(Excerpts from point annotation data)

···

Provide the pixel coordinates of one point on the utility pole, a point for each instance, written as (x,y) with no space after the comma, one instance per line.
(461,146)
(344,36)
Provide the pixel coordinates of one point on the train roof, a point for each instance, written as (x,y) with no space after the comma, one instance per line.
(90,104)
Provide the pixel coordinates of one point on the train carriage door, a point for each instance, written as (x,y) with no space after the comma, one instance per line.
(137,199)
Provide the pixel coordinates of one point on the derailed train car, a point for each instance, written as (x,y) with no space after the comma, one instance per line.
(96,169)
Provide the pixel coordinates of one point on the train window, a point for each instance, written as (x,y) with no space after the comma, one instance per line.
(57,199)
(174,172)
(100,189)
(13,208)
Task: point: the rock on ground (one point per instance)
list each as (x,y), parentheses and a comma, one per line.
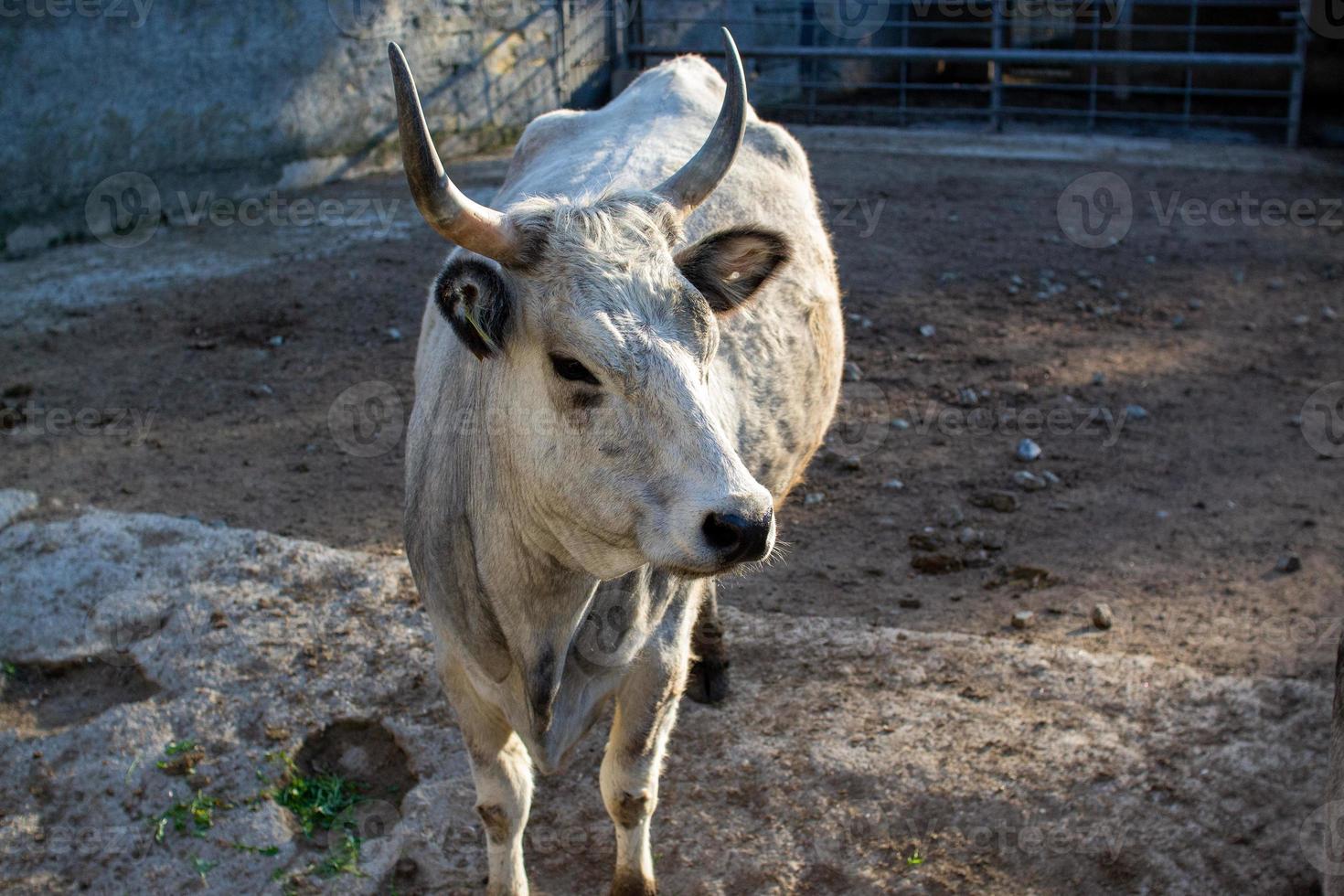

···

- YOUR GOAL
Rewrite every line of the entries above as a numbered list, skipping blank lines and leaving out the pictures.

- REPLY
1. Provide the pixel coordinates of one point on the utility pole, a point for each instance, written as (x,y) with no space after the comma, one instance per line.
2. (461,146)
3. (344,36)
4. Provide the pixel coordinates of one point on the train roof, a point for each instance, written as (x,y) with no space after the comma, one instance per line.
5. (90,104)
6. Provide the pixel coordinates of one point on the train carriage door, a point for each instance, written as (x,y) with no space after the comma, one instance per line.
7. (137,199)
8. Provide the pixel coordinates of one point on the derailed train car, a point for each instance, written as (x,y) with no space after the comma, one instance per line.
9. (96,169)
10. Provide the pixel coordinates of one point on the train window, a point for each instance, written as (x,y) with no space after the comma, one instance per line.
11. (57,199)
12. (174,172)
13. (100,189)
14. (13,208)
15. Task: point: the rock on ground (one point per instance)
16. list each as (x,y), parentheses and a comma, one per line.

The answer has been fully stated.